What the task requires: Return all of the lines below exactly as they are.

Point labeling dataset excerpts:
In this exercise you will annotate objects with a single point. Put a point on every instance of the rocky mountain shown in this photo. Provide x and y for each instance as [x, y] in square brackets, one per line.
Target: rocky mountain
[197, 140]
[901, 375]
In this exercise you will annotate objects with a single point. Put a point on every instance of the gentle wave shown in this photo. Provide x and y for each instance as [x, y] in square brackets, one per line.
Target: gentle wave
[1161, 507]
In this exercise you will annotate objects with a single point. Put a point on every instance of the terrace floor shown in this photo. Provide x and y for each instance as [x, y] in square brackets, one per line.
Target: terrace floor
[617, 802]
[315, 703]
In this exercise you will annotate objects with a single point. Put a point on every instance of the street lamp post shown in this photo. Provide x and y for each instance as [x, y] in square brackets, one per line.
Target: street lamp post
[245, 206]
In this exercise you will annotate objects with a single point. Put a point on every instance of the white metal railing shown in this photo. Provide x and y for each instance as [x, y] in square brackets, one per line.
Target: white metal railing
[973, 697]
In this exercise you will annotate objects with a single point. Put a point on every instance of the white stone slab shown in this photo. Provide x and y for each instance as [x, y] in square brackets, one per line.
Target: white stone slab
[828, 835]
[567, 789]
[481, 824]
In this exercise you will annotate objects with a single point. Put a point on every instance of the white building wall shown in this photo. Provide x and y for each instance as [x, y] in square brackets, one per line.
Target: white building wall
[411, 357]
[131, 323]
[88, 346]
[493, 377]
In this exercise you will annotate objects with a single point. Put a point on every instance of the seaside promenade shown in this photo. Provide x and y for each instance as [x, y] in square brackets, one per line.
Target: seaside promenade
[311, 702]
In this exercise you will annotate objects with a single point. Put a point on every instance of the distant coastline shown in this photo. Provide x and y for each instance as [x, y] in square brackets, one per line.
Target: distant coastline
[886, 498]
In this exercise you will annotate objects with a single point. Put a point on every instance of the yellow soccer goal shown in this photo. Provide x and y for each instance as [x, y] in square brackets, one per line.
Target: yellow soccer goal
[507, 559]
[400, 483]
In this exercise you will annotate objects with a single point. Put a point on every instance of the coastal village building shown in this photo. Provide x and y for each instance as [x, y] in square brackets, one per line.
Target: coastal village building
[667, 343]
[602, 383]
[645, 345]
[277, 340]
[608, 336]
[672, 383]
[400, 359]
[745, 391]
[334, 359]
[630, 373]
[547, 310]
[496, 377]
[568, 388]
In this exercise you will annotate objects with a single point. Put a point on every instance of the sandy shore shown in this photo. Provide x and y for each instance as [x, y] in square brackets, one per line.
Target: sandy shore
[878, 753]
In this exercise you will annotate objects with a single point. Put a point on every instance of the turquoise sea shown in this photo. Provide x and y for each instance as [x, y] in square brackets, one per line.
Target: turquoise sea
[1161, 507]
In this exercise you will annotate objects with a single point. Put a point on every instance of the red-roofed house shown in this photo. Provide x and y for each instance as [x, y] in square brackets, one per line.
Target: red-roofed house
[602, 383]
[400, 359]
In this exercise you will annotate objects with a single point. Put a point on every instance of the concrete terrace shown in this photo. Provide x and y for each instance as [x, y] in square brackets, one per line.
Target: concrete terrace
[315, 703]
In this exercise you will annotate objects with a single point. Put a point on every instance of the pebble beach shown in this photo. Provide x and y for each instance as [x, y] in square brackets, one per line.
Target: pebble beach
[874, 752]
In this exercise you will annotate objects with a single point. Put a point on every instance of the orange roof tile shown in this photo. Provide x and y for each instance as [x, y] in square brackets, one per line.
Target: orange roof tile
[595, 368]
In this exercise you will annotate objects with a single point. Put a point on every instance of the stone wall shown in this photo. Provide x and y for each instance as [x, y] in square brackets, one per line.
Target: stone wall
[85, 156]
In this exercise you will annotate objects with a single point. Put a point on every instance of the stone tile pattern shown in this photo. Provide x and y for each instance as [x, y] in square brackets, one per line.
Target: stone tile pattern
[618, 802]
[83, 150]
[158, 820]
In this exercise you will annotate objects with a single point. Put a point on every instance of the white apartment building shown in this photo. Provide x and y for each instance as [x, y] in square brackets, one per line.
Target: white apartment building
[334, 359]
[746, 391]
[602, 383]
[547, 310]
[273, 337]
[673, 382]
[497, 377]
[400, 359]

The solution:
In this exercise you will annotate objects with a single point. Put a point on every instance of the rocky mountain shown in this photo. Provide x and y for each instance as [x, y] in square brackets, one per line.
Target: rocky mountain
[197, 140]
[901, 375]
In this exercise you will annotate objects with a single point. Put a point on every instance of the gentle wave shown in this photo. Provide x and y for each instance as [x, y] in square brackets, one per line.
Target: gentle wave
[1161, 507]
In this exercise you will annotate objects with a single point. Put a point on every instance of the terrace floor shown in this photo. Provide x and y for each instance as [x, y] in square brackets, one per line.
Target: terrace floor
[617, 802]
[315, 703]
In this exercise you will annotate objects with a single point. Put a point on every instance of the street lamp post shown in this photo. Provide x and y for each instance as [x, y] in square brackets, one per line.
Target: street lamp post
[245, 206]
In this exercise you will annotate objects with a single point. Put a point on every instance of the white metal railing shown in this photo. Provide x and y for each instance as [x, y] in square brackets, one per line.
Target: white metal railing
[973, 697]
In this exercise you will annotate objects with a single point. Put a point on every instance of the white stone slab shown in this photo. Provide x and y for each instance as [x, y] in square brackets, one per line.
Target: white stone slab
[828, 835]
[567, 789]
[481, 824]
In this exercise you will annotate objects with a single point. Put a point on every instance of the white building wall shown in this photo. Provide x and y for each instance as [x, y] in square brackets, one per line.
Target: white building wall
[411, 357]
[131, 323]
[88, 346]
[493, 377]
In this exercise you will annotate objects with a single point. Put a point on every instance of the seaside promenade shown in this photo. Provide x and y for each instance as [x, y] in square brackets, one per line.
Target: seaside promenade
[311, 702]
In this exercise you will annotate objects with a single point. Put a point on every instance of the distant coastline shown in this photo. Provide x and y for each instance as [x, y] in square brackets, one per line.
Target: distant coastline
[886, 498]
In this exercise you will annotate objects with a single point. Put a point on every instance of the yellow soccer goal shown in this photo. Provide x and y for each instance as [x, y] in square brackets, one per line.
Target: yellow soccer goal
[507, 559]
[400, 483]
In this exercise you will annotate objects with a single point. Put a point on every instance of the coastal village building shown in this photo. Provide x and y for each instance as [x, y] in square brackets, one per line.
Target: coastal village building
[667, 343]
[602, 383]
[645, 345]
[277, 340]
[608, 336]
[672, 383]
[400, 359]
[745, 391]
[334, 359]
[630, 373]
[547, 310]
[496, 377]
[568, 388]
In this exercise you will annotate objects with a single point. Put a point on every instance of the sandy shore shown in this photo. Provide x and y for each instance as [x, y] in square brackets, one per line.
Target: sandy shore
[878, 753]
In this exercise you will annotate objects with a single point. Put a point on every instance of the turquoise sea shown in this photo. Provide x and y for each instance as [x, y] in square brackets, one per line.
Target: turquoise sea
[1161, 507]
In this exercise you will annotate objects with a single point. Put a point on every instance of the red-roofed house shown in this photo. Provide x and y for each instance as [x, y] in square brackets, one per line.
Target: red-roofed house
[602, 383]
[400, 359]
In this exercise you will annotate objects with a single point. Put a point on every instance of the concrete terrace shown in this photo. Provide x and y for each instance as [x, y] in square brackets, one per line.
Target: concrete terrace
[315, 703]
In this exercise you will annotate objects with a single point. Put a point on every instance of the pebble beach shown in this photo. Provide x and y for each instance as [x, y] in square brackets, one per line.
Target: pebble beach
[874, 752]
In this exercise you will annotate objects with a single point. Put a point on every instance of the orange roof tile shown in this photo. Provide x and y for each instance as [x, y] in square brackets, one per line.
Target: orange roof tile
[595, 368]
In this exercise you will annotate objects with a single point. Put a point on every instance of the stone wall shown in this photo. Provide x and y for each instance as [x, y] in square brackets, one per line.
Target: stone wall
[85, 156]
In this exercise you will annotate objects with a single point. Put a point on every instance of the stone tile pattern shown in this photo. Provide x and y for each instance as [x, y] in square brackets, one per line.
Target: stone tile pattern
[618, 802]
[83, 150]
[158, 820]
In this exercise you will annotate objects with a single point. Put a point on every instance of the white apartment building shown in this photo. Provide x and y for each instance as [x, y] in square brackets, one per line.
Target: white apartment building
[334, 359]
[746, 391]
[602, 383]
[547, 310]
[273, 337]
[673, 382]
[497, 377]
[400, 359]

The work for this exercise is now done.